Task
Repeat, word for word, the stretch of entries from the line containing "find the hazy" through the line containing "[[85, 157, 1120, 523]]", including both of those lines. Leave the pictures out of your answer.

++++++++++++++++++++

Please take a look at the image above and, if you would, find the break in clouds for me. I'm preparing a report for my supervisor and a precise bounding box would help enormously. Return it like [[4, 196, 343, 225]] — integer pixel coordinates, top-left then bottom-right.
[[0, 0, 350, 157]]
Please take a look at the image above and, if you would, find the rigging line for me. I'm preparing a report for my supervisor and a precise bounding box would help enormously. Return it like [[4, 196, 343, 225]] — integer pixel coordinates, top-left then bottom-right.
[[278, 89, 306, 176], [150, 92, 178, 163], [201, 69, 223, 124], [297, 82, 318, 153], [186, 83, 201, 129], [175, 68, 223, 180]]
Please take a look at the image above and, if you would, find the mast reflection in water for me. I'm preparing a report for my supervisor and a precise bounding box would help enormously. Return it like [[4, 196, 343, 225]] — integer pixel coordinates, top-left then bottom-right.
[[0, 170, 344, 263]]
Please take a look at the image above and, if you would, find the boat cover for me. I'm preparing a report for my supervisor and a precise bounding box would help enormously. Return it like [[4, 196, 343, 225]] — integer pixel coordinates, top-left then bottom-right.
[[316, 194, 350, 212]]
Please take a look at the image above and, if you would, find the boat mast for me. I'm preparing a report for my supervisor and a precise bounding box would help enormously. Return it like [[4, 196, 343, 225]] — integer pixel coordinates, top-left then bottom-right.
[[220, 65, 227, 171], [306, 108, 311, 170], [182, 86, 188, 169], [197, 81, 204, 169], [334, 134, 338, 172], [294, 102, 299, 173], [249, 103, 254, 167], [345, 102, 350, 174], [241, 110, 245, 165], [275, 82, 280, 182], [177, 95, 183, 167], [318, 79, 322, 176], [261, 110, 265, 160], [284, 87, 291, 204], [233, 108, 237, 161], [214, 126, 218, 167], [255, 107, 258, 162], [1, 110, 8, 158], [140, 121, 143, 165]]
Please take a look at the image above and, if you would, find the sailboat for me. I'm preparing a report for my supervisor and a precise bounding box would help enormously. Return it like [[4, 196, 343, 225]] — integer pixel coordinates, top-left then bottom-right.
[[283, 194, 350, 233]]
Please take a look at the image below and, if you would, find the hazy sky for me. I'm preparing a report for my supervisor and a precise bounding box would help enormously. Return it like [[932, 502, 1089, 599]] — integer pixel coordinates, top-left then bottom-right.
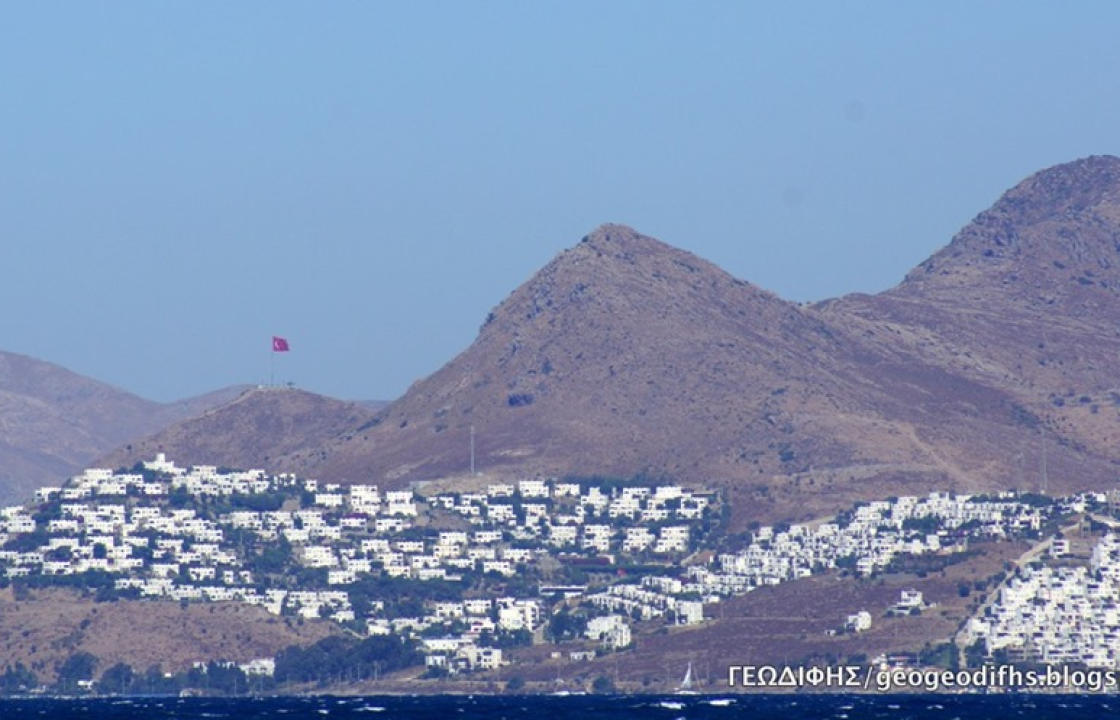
[[0, 0, 1120, 400]]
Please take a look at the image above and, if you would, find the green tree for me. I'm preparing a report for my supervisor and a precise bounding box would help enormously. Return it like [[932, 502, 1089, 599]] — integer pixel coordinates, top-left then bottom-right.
[[97, 663, 136, 695]]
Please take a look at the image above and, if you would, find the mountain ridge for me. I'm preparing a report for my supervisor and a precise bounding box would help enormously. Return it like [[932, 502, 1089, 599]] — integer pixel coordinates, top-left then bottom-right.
[[85, 157, 1120, 523]]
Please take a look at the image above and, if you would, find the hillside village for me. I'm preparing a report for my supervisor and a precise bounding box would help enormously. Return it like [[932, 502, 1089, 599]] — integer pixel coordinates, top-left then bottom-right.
[[0, 456, 1093, 689], [961, 524, 1120, 667]]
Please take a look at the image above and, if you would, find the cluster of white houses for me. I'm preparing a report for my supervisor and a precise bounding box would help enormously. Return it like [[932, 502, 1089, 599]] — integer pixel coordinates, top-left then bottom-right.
[[962, 526, 1120, 667], [683, 492, 1057, 602], [0, 455, 712, 672], [0, 456, 1079, 672]]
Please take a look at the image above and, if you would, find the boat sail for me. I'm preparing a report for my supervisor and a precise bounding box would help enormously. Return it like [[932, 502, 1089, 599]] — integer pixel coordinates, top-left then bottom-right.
[[676, 660, 696, 695]]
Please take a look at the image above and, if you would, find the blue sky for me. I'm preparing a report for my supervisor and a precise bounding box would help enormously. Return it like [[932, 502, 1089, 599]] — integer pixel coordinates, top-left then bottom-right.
[[0, 0, 1120, 400]]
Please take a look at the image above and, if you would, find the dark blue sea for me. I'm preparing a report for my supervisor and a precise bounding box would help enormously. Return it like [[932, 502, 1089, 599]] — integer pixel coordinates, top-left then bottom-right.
[[0, 694, 1120, 720]]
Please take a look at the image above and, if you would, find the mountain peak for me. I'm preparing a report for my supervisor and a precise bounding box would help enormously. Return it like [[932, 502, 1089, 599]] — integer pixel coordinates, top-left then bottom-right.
[[989, 155, 1120, 222], [898, 156, 1120, 295]]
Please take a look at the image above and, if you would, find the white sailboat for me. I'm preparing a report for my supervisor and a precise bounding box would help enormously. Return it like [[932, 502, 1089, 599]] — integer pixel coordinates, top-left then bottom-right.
[[676, 660, 697, 695]]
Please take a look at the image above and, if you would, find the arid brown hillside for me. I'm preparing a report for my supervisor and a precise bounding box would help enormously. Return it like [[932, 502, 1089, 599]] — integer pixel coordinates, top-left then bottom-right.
[[0, 352, 243, 502], [96, 387, 373, 473], [0, 588, 340, 682], [98, 158, 1120, 523]]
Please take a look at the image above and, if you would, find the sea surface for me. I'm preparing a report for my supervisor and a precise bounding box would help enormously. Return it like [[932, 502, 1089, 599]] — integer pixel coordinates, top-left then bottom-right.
[[0, 694, 1120, 720]]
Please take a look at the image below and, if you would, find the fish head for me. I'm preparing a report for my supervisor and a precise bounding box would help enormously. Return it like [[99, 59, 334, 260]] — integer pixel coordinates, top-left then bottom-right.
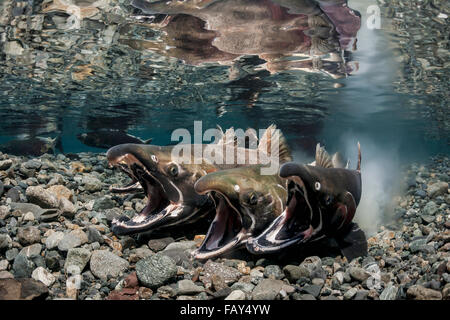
[[106, 144, 208, 235], [247, 163, 361, 254], [193, 165, 287, 259]]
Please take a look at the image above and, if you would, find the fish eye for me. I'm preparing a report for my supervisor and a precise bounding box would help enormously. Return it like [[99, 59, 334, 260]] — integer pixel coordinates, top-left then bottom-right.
[[314, 181, 321, 191], [167, 164, 178, 177], [248, 192, 258, 205]]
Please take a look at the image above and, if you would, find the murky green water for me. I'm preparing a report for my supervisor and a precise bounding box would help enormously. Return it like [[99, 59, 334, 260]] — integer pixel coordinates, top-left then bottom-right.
[[0, 0, 449, 160]]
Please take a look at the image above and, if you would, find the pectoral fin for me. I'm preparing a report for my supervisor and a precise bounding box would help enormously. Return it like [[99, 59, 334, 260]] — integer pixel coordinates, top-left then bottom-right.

++++++++++++++++++++

Output for this exercise
Please take a look at the image below and, if you would, find the hazy sky for me. I'm preparing a report for my supervisor and a precise bounding box would help enormously. Return it like [[932, 502, 1089, 599]] — integer pixel coordinates, top-left then bottom-right.
[[0, 0, 1120, 400]]
Please take a look at the image above and, if you would, find the green tree for me. I'm preparing a report for my supervisor and a precise bounding box would help enormously. Return it like [[932, 502, 1089, 599]] — integer pixel coordinates, top-left then bottom-right.
[[97, 663, 136, 695]]
Please take a look at the image above and, if you would, find the mountain ridge for me. I'm preparing a report for my supervisor and a precise bounding box would help enormously. Return it like [[932, 502, 1089, 599]] — integer pixel coordinates, top-left then bottom-right.
[[85, 157, 1120, 523]]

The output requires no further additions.